▶ **Aim of the task**
Find the string "stem" in the records. Copy each line that has it.

▽

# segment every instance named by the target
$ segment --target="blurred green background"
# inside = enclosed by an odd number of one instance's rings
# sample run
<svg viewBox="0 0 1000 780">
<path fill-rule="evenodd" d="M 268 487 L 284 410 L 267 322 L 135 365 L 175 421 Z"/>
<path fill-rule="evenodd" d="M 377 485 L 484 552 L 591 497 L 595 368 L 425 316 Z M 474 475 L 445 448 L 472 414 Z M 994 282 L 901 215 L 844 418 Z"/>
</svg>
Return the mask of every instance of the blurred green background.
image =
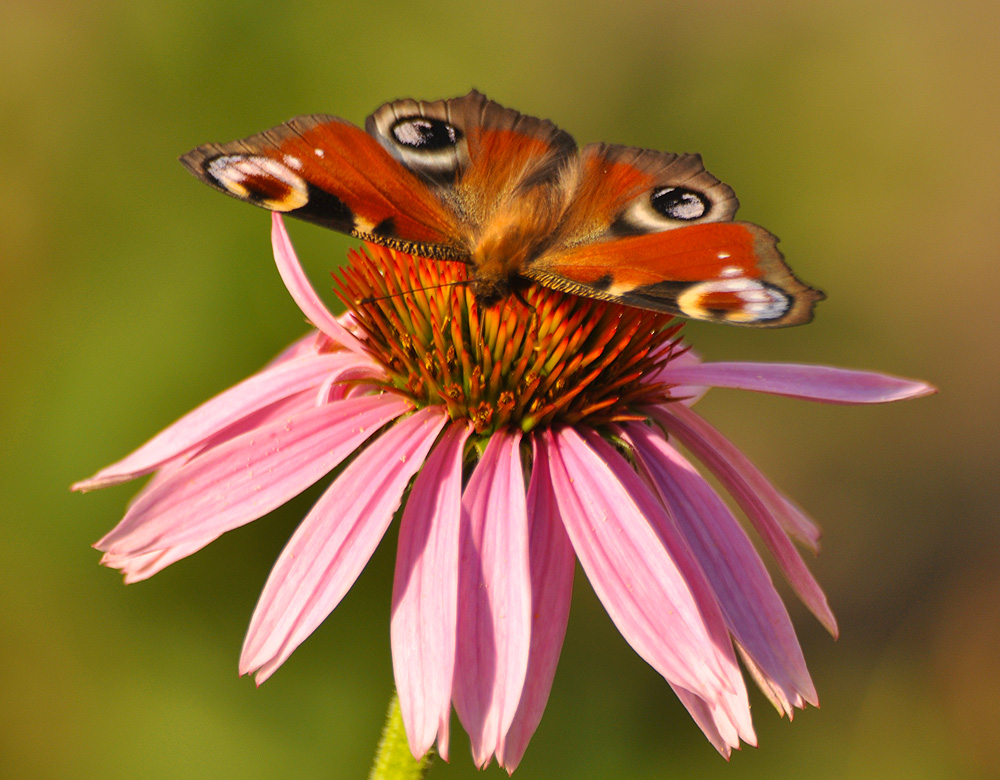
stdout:
<svg viewBox="0 0 1000 780">
<path fill-rule="evenodd" d="M 125 588 L 89 545 L 135 488 L 68 485 L 304 332 L 267 216 L 178 154 L 473 86 L 581 143 L 700 151 L 828 294 L 804 328 L 691 326 L 708 358 L 941 388 L 700 406 L 825 529 L 813 566 L 840 640 L 791 605 L 821 709 L 789 724 L 755 694 L 760 747 L 727 764 L 581 575 L 517 776 L 1000 776 L 998 39 L 994 0 L 3 2 L 0 776 L 365 776 L 392 684 L 393 533 L 258 690 L 236 675 L 243 632 L 317 492 Z M 291 230 L 327 289 L 350 242 Z M 431 777 L 477 776 L 454 723 Z"/>
</svg>

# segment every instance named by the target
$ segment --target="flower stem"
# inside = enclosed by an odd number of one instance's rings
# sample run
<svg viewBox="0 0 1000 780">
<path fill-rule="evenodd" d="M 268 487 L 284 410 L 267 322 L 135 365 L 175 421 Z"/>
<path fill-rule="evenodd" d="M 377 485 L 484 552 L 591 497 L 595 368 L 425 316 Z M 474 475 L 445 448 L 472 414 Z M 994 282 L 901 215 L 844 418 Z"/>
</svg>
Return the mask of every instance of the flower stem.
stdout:
<svg viewBox="0 0 1000 780">
<path fill-rule="evenodd" d="M 413 757 L 403 728 L 403 715 L 399 711 L 399 696 L 393 691 L 368 780 L 421 780 L 430 769 L 433 756 L 434 749 L 431 748 L 419 761 Z"/>
</svg>

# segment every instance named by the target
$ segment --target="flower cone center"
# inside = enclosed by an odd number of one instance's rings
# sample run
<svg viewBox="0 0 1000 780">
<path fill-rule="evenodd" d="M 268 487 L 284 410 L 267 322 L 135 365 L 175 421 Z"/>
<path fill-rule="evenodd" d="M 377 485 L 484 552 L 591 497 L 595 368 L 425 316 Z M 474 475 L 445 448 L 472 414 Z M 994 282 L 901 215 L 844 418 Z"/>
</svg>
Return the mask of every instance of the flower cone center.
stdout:
<svg viewBox="0 0 1000 780">
<path fill-rule="evenodd" d="M 484 306 L 468 271 L 375 245 L 350 254 L 337 294 L 386 367 L 387 390 L 444 405 L 480 434 L 639 419 L 667 400 L 667 385 L 644 377 L 683 350 L 669 315 L 527 281 Z"/>
</svg>

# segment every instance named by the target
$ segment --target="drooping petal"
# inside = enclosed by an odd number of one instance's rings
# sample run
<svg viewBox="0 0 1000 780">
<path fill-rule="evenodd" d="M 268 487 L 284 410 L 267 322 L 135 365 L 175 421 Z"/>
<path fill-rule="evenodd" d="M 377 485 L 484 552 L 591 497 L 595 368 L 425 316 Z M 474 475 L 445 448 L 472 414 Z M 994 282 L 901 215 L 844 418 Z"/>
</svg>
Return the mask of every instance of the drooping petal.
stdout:
<svg viewBox="0 0 1000 780">
<path fill-rule="evenodd" d="M 672 406 L 676 408 L 676 405 Z M 771 481 L 760 472 L 760 469 L 746 455 L 740 452 L 729 439 L 712 428 L 712 426 L 698 415 L 687 409 L 678 411 L 681 413 L 682 418 L 687 421 L 688 426 L 693 426 L 695 429 L 700 430 L 700 435 L 708 437 L 711 445 L 718 447 L 718 458 L 727 464 L 729 469 L 739 473 L 739 484 L 745 484 L 746 488 L 752 491 L 764 503 L 771 516 L 777 520 L 785 532 L 791 534 L 813 552 L 819 552 L 819 541 L 823 536 L 819 526 L 772 485 Z M 735 497 L 739 500 L 738 495 Z"/>
<path fill-rule="evenodd" d="M 394 395 L 366 396 L 237 436 L 158 481 L 95 546 L 138 555 L 214 539 L 301 493 L 408 408 Z"/>
<path fill-rule="evenodd" d="M 392 592 L 392 666 L 410 750 L 438 741 L 448 760 L 458 610 L 462 450 L 468 425 L 454 424 L 417 475 L 399 525 Z"/>
<path fill-rule="evenodd" d="M 559 517 L 545 451 L 532 439 L 528 484 L 528 556 L 531 567 L 531 645 L 524 690 L 514 720 L 497 750 L 500 766 L 513 772 L 542 719 L 552 690 L 569 621 L 576 556 Z"/>
<path fill-rule="evenodd" d="M 799 363 L 671 362 L 662 381 L 682 385 L 733 387 L 830 404 L 884 404 L 937 392 L 926 382 Z"/>
<path fill-rule="evenodd" d="M 167 463 L 165 463 L 163 467 L 161 467 L 152 476 L 149 482 L 146 483 L 146 486 L 133 497 L 129 506 L 135 504 L 136 501 L 141 500 L 144 493 L 155 490 L 159 483 L 167 480 L 170 475 L 183 466 L 186 461 L 187 458 L 184 457 L 167 461 Z M 104 555 L 101 556 L 101 565 L 107 566 L 109 569 L 118 569 L 123 575 L 125 584 L 131 585 L 135 582 L 147 580 L 157 572 L 163 571 L 167 568 L 167 566 L 177 563 L 177 561 L 186 558 L 189 555 L 194 555 L 198 552 L 198 550 L 211 544 L 218 538 L 218 536 L 206 536 L 196 542 L 191 542 L 190 544 L 176 545 L 163 550 L 141 553 L 139 555 L 132 555 L 130 553 L 104 553 Z M 94 547 L 96 548 L 97 545 L 94 545 Z"/>
<path fill-rule="evenodd" d="M 217 538 L 215 537 L 215 539 Z M 205 547 L 205 545 L 214 542 L 215 539 L 208 539 L 204 544 L 198 541 L 192 544 L 181 544 L 166 550 L 157 550 L 156 552 L 143 553 L 141 555 L 104 553 L 101 556 L 101 565 L 107 566 L 109 569 L 118 569 L 124 575 L 125 584 L 131 585 L 135 582 L 148 580 L 157 572 L 163 571 L 170 564 L 177 563 L 177 561 L 187 558 L 189 555 L 194 555 L 198 550 Z"/>
<path fill-rule="evenodd" d="M 788 610 L 764 562 L 711 485 L 662 434 L 648 426 L 622 426 L 638 464 L 677 521 L 691 551 L 712 582 L 726 624 L 785 701 L 816 704 Z M 787 711 L 791 715 L 791 711 Z"/>
<path fill-rule="evenodd" d="M 73 485 L 73 490 L 97 488 L 127 482 L 158 469 L 164 461 L 197 447 L 210 436 L 241 418 L 311 387 L 319 387 L 331 377 L 339 379 L 356 368 L 359 359 L 351 353 L 312 355 L 283 361 L 225 390 L 165 428 L 131 455 L 102 469 L 90 479 Z M 368 361 L 373 375 L 381 370 Z"/>
<path fill-rule="evenodd" d="M 462 496 L 455 710 L 477 766 L 497 751 L 528 667 L 531 573 L 520 431 L 498 431 Z"/>
<path fill-rule="evenodd" d="M 750 674 L 750 677 L 757 684 L 757 687 L 760 688 L 761 693 L 763 693 L 767 697 L 767 700 L 771 702 L 774 708 L 778 711 L 779 715 L 787 715 L 788 719 L 792 720 L 792 717 L 795 714 L 796 707 L 798 707 L 801 710 L 804 710 L 806 708 L 805 698 L 803 698 L 799 694 L 795 694 L 794 696 L 791 697 L 787 696 L 786 695 L 787 689 L 779 687 L 778 685 L 775 684 L 774 680 L 771 677 L 764 674 L 764 671 L 759 666 L 757 666 L 757 663 L 756 661 L 753 660 L 753 657 L 749 653 L 747 653 L 746 650 L 740 647 L 738 643 L 736 645 L 736 652 L 739 654 L 740 660 L 743 661 L 743 665 L 746 667 L 746 670 Z M 818 698 L 813 701 L 810 701 L 809 704 L 818 707 L 819 706 Z"/>
<path fill-rule="evenodd" d="M 240 674 L 264 682 L 361 574 L 447 417 L 426 407 L 366 447 L 327 488 L 278 557 L 254 609 Z"/>
<path fill-rule="evenodd" d="M 725 485 L 757 529 L 792 590 L 827 631 L 837 636 L 837 620 L 830 610 L 823 589 L 776 519 L 774 503 L 765 500 L 764 488 L 760 483 L 763 482 L 768 487 L 770 483 L 732 442 L 690 409 L 672 404 L 669 407 L 651 407 L 649 411 Z M 753 474 L 747 471 L 747 467 L 752 469 Z M 759 481 L 752 479 L 754 475 Z M 773 487 L 770 489 L 774 491 Z M 777 494 L 777 491 L 774 493 Z"/>
<path fill-rule="evenodd" d="M 299 259 L 295 256 L 295 249 L 292 247 L 291 239 L 288 238 L 281 214 L 276 211 L 271 212 L 271 246 L 274 248 L 274 261 L 278 266 L 278 273 L 281 274 L 281 281 L 285 283 L 285 287 L 288 288 L 288 292 L 302 313 L 306 315 L 306 319 L 338 344 L 368 358 L 368 353 L 361 342 L 330 314 L 329 309 L 309 284 Z"/>
<path fill-rule="evenodd" d="M 598 438 L 584 441 L 563 428 L 541 440 L 573 549 L 622 636 L 669 682 L 717 703 L 739 668 L 710 586 L 683 540 L 670 540 L 668 549 L 649 524 L 662 506 Z"/>
<path fill-rule="evenodd" d="M 753 726 L 749 729 L 746 725 L 741 727 L 740 722 L 733 717 L 734 711 L 742 710 L 742 702 L 728 702 L 727 698 L 732 698 L 733 694 L 724 693 L 723 703 L 715 707 L 709 704 L 700 696 L 695 696 L 690 691 L 686 691 L 676 685 L 671 685 L 681 704 L 690 713 L 698 728 L 712 743 L 712 747 L 722 754 L 723 758 L 729 758 L 733 748 L 739 748 L 740 739 L 748 745 L 757 744 L 757 735 L 754 734 Z M 744 689 L 744 694 L 746 690 Z"/>
<path fill-rule="evenodd" d="M 623 484 L 626 486 L 631 484 L 632 488 L 639 495 L 644 497 L 648 495 L 639 490 L 643 486 L 643 483 L 617 450 L 612 448 L 610 444 L 595 433 L 588 434 L 586 438 L 595 452 L 601 455 L 605 462 L 622 479 Z M 652 495 L 648 497 L 653 498 Z M 719 733 L 722 736 L 727 737 L 733 742 L 734 746 L 739 746 L 740 739 L 748 744 L 755 745 L 757 737 L 754 734 L 753 721 L 750 717 L 750 701 L 747 697 L 746 685 L 743 681 L 739 665 L 735 663 L 732 645 L 726 633 L 724 615 L 721 612 L 715 593 L 714 583 L 706 577 L 697 559 L 689 557 L 691 556 L 691 548 L 687 544 L 687 540 L 677 527 L 674 519 L 668 513 L 662 511 L 664 508 L 665 505 L 662 503 L 650 504 L 644 508 L 644 516 L 668 552 L 677 561 L 685 580 L 691 585 L 692 593 L 698 598 L 699 608 L 709 632 L 716 638 L 717 643 L 724 641 L 724 644 L 720 646 L 724 648 L 723 656 L 725 663 L 723 664 L 723 672 L 726 677 L 726 685 L 723 687 L 718 700 L 714 702 L 705 701 L 691 691 L 685 691 L 686 694 L 690 695 L 683 696 L 682 700 L 685 701 L 689 711 L 692 711 L 692 696 L 694 699 L 702 701 L 710 712 L 714 727 L 719 729 Z M 722 636 L 726 637 L 725 640 L 721 639 Z M 672 687 L 675 691 L 682 690 L 676 684 L 672 684 Z M 695 719 L 697 721 L 698 717 Z"/>
</svg>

△

▶ **Result of this exercise**
$ segment --target="flower stem"
Return the mask of every instance of the flower stem.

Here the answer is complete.